### DATA LISTING
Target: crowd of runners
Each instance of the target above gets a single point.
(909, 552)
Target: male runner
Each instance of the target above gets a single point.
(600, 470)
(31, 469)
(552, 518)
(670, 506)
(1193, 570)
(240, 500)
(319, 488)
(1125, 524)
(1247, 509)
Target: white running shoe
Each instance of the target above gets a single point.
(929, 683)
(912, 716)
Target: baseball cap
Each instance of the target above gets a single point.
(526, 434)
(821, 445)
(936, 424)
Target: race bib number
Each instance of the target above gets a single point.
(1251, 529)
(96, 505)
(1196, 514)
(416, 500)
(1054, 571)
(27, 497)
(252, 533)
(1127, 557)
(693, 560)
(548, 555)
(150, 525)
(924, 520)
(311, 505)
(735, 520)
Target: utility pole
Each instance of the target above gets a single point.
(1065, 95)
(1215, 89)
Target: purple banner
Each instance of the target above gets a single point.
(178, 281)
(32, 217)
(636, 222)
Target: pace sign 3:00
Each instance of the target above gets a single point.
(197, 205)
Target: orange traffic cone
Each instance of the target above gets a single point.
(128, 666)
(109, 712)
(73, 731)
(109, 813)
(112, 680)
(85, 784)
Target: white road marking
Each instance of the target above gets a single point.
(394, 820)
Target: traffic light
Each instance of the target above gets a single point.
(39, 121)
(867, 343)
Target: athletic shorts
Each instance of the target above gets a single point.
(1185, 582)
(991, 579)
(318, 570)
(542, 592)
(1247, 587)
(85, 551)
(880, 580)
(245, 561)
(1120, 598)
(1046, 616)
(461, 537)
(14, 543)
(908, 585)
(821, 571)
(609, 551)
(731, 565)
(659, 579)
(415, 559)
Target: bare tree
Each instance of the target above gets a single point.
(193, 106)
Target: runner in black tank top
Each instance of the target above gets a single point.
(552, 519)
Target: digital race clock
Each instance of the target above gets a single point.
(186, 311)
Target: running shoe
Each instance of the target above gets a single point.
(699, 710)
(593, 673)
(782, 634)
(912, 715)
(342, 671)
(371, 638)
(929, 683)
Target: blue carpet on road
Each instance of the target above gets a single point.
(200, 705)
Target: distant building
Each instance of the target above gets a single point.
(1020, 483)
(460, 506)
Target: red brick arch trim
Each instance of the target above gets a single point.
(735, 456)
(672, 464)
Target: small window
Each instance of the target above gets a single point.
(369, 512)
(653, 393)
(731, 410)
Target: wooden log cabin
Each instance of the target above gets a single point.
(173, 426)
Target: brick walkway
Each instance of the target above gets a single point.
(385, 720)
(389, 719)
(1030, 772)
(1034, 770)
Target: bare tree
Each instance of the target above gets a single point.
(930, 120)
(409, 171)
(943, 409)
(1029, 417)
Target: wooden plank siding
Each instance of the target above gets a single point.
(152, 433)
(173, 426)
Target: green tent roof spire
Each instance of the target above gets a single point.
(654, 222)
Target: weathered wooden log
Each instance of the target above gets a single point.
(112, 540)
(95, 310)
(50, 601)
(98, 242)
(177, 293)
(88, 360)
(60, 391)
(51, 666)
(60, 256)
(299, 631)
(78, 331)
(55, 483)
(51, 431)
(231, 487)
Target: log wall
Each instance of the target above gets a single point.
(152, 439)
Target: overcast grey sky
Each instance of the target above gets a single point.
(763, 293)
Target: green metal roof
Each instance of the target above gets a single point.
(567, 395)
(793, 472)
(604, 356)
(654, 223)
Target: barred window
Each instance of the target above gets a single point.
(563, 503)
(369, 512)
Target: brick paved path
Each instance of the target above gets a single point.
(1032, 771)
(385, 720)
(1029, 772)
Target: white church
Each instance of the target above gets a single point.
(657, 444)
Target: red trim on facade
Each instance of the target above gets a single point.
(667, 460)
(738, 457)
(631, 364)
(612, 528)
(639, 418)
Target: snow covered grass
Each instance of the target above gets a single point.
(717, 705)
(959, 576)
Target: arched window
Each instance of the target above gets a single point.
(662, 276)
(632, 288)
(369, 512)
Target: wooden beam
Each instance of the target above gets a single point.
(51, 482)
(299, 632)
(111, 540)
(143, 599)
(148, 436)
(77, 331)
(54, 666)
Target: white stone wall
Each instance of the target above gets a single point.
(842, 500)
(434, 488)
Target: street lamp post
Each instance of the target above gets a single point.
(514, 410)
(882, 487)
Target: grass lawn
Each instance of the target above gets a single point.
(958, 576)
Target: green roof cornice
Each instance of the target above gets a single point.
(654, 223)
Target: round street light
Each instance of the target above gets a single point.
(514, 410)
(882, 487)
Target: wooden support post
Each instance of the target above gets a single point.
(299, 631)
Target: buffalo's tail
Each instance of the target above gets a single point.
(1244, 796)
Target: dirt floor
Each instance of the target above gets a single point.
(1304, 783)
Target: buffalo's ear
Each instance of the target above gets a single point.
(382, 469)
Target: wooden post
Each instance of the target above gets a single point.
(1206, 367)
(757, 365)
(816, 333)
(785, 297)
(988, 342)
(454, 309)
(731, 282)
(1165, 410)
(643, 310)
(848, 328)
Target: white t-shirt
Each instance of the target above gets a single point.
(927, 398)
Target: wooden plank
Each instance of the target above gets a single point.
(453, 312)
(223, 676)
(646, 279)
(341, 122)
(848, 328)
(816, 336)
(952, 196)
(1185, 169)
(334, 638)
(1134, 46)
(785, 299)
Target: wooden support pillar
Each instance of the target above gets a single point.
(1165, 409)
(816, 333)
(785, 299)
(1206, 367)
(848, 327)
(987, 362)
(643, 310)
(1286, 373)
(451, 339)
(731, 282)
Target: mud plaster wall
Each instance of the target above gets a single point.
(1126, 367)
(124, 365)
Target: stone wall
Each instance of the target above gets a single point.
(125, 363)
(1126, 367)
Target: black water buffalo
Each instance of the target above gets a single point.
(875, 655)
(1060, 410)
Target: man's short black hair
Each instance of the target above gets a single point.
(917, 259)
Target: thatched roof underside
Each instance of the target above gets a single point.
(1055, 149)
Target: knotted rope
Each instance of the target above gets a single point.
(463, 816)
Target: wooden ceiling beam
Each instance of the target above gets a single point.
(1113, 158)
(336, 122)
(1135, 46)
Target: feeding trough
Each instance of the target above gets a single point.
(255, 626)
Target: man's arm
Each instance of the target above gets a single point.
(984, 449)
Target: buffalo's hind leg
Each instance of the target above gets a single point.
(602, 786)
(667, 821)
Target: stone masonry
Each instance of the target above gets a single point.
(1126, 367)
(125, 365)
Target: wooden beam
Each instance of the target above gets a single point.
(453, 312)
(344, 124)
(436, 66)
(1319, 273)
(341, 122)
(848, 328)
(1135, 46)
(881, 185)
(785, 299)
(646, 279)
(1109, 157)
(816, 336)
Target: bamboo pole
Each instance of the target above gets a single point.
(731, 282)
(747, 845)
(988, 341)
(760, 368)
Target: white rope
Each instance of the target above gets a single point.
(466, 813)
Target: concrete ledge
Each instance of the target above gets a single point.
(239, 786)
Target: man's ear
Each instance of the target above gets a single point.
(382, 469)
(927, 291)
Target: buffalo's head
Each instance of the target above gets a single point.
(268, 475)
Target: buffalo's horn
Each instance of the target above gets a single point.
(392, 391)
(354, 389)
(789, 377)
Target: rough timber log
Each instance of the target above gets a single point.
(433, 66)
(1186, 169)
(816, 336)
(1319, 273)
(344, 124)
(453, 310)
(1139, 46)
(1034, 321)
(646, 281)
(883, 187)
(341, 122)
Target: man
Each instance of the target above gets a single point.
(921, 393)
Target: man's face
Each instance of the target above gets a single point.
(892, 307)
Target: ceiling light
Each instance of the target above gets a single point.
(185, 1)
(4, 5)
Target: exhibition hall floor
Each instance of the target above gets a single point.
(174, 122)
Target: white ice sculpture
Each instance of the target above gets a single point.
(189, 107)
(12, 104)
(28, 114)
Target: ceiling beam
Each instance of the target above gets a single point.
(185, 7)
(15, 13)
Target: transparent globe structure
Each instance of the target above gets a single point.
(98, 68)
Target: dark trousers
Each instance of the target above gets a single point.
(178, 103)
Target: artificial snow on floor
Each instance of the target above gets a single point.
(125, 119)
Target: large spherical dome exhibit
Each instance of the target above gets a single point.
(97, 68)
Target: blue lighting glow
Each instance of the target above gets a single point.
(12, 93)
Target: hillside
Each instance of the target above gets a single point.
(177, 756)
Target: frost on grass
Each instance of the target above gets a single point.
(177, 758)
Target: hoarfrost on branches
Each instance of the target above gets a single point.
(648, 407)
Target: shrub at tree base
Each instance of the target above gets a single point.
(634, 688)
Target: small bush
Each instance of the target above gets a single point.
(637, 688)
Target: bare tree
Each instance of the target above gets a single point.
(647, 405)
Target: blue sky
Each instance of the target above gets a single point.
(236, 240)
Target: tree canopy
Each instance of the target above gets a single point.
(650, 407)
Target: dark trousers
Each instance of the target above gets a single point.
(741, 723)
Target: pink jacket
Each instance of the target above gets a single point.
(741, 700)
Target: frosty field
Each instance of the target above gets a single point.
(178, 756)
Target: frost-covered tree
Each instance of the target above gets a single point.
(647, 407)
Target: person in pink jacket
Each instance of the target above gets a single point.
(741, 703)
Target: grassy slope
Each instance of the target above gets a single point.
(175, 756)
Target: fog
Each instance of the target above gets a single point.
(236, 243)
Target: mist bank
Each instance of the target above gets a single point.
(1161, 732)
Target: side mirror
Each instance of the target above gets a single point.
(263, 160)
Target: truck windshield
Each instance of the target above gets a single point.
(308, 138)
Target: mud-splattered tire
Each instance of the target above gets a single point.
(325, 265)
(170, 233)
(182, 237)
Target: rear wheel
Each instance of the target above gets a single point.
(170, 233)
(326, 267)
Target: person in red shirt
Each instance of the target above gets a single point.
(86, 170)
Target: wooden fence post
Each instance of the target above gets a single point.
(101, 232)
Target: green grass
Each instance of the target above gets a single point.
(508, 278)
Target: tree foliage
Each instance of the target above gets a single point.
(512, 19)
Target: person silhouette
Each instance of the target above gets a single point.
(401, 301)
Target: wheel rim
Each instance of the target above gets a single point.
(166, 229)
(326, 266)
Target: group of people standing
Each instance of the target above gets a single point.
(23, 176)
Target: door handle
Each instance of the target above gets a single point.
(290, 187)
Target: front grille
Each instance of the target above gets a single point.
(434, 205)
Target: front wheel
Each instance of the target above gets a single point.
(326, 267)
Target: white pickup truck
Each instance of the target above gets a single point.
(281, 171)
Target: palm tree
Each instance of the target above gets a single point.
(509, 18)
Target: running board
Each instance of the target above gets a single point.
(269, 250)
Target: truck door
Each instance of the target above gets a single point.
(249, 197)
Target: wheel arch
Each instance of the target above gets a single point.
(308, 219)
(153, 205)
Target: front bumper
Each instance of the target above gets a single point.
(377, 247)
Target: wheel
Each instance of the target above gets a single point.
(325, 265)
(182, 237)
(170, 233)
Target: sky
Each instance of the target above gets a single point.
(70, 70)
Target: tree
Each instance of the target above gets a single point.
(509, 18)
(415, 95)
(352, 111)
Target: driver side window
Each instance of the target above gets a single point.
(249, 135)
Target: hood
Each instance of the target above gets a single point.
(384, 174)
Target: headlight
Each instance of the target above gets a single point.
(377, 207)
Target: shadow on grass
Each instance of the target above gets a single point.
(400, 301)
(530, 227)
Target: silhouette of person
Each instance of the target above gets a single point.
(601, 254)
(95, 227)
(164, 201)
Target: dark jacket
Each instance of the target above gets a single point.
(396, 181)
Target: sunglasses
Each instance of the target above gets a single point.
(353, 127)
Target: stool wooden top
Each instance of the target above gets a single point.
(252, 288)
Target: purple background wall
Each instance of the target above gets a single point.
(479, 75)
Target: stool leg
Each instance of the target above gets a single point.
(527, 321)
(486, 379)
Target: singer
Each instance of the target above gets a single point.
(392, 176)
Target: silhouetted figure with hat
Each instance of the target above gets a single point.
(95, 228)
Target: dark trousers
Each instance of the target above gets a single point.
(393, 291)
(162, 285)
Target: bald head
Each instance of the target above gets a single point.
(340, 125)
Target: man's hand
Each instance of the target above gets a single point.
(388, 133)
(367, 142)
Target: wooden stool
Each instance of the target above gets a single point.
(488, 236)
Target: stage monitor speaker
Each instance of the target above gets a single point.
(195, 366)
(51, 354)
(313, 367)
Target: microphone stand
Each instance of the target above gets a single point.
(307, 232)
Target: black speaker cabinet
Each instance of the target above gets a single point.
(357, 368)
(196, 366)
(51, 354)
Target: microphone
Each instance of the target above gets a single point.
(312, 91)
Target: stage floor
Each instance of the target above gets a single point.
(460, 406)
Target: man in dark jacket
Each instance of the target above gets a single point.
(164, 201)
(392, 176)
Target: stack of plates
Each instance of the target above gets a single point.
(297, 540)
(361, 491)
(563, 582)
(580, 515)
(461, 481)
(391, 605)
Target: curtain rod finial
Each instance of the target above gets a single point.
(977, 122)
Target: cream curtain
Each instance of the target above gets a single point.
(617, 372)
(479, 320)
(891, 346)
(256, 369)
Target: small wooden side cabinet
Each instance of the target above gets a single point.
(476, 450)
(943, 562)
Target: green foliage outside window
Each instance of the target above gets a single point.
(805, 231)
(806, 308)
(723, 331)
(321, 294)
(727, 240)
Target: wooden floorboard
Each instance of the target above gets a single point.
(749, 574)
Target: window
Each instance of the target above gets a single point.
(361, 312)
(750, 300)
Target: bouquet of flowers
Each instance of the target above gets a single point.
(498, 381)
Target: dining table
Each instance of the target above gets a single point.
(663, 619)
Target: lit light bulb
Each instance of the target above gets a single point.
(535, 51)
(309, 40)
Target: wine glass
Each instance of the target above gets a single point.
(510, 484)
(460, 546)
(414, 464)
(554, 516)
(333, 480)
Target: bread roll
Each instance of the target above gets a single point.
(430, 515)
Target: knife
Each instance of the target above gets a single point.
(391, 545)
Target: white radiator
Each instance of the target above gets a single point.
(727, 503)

### EXERCISE DETAILS
In the listing above, find the line containing "Target: stage monitor speaker" and please quote exactly that line through the last one, and no other lines.

### RESULT OF THIS TASK
Target: stage monitor speaker
Each instance of the target above gets a single point.
(195, 366)
(51, 354)
(313, 367)
Target: microphone stand
Each instance of the target above gets a single point.
(307, 232)
Target: black speaker cabinet
Each instance of the target above gets a single point.
(357, 368)
(196, 366)
(51, 354)
Target: microphone
Each instance of the target above gets a single point.
(312, 91)
Target: stage floor
Each instance of the target above gets a single point.
(460, 406)
Target: man in dark jacket
Each instance of the target above gets a single point.
(164, 201)
(392, 176)
Target: stack of plates
Each instance of the target above gets a single point.
(297, 540)
(361, 491)
(563, 582)
(580, 515)
(461, 481)
(391, 605)
Target: curtain rod finial
Each instance of the target above gets a single point.
(977, 122)
Target: cream curtain
Each instance of the target above gets a single point.
(617, 372)
(479, 320)
(891, 346)
(256, 369)
Target: small wooden side cabinet
Each instance of the target above gets a single point.
(476, 450)
(943, 562)
Target: green foliage outside window
Each instance of the target above gets a single point.
(805, 231)
(806, 308)
(723, 331)
(321, 294)
(727, 240)
Target: wooden floorboard
Each instance of the target above gets a single point.
(749, 574)
Target: window
Each instance of the target above gets a single point.
(361, 312)
(750, 300)
Target: bouquet of flowers
Each instance of the target above gets a single point.
(498, 381)
Target: dining table
Each instance of the target above gets a single point.
(663, 619)
Target: lit light bulb
Each instance of the target above gets a single point.
(535, 51)
(309, 40)
Target: wine glass
Each instance of the target above gets a single point.
(510, 484)
(460, 546)
(414, 464)
(554, 516)
(333, 480)
Target: bread roll
Each instance of the target above gets a single point.
(430, 515)
Target: knife
Each instance of the target above gets a single point.
(391, 545)
Target: white radiator
Each instance of the target above gets a single point.
(727, 503)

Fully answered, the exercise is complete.